The whole of the mystery of Christ is to change us so that we become the face of Jesus, we become the hands of Jesus, that we become the heart of Jesus, that our body becomes the body of Christ, that our words become the words of Christ. That's the mystery — that he gives us his Spirit so we can continue this work of peacemaking, so we can be Jesus to reconcile others to this world. And reconciliation begins as we welcome those that are different, as we welcome the person who has leprosy, as we welcome the person who is mentally sick, as we welcome into our homes the old.
But our world has been created in such a way, our culture, where we reject the useless — what we see as useless. And in point of fact, those we reject are those that Jesus wants as the foundation stone of the new society. And the foundation stone of the new society of those who believe in Christ are the poor, the weak, the old, the little — those who in some mysterious way prolong the mystery of the incarnation.
You know the whole mystery of Christ — we don't like to talk about this too much — is that Jesus disturbed people because his vision was too beautiful, his vision was too demanding, because his vision is a vision of love which is in direct conflict with all the powers of egocentrism. Jesus is calling people to love. And because he called people to love, to give their lives, to give their riches, to become poor, then he was rejected — they didn't want him so they killed him and put him aside.

▶ Data below:
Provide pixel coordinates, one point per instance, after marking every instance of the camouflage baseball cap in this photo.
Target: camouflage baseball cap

▶ Assignment 1:
In the passage about the mystery of Christ, why did Jesus disturb people?
▶ Assignment 2:
List all the groups that the passage about the mystery of Christ names as the foundation stone of the new society.
▶ Assignment 3:
Return the text of the passage about the mystery of Christ between "But our world" and "of the incarnation.", inclusive.

▶ Your solution 1:
His vision was too beautiful and too demanding, a vision of love in direct conflict with all the powers of egocentrism.

▶ Your solution 2:
the poor, the weak, the old, the little

▶ Your solution 3:
But our world has been created in such a way, our culture, where we reject the useless — what we see as useless. And in point of fact, those we reject are those that Jesus wants as the foundation stone of the new society. And the foundation stone of the new society of those who believe in Christ are the poor, the weak, the old, the little — those who in some mysterious way prolong the mystery of the incarnation.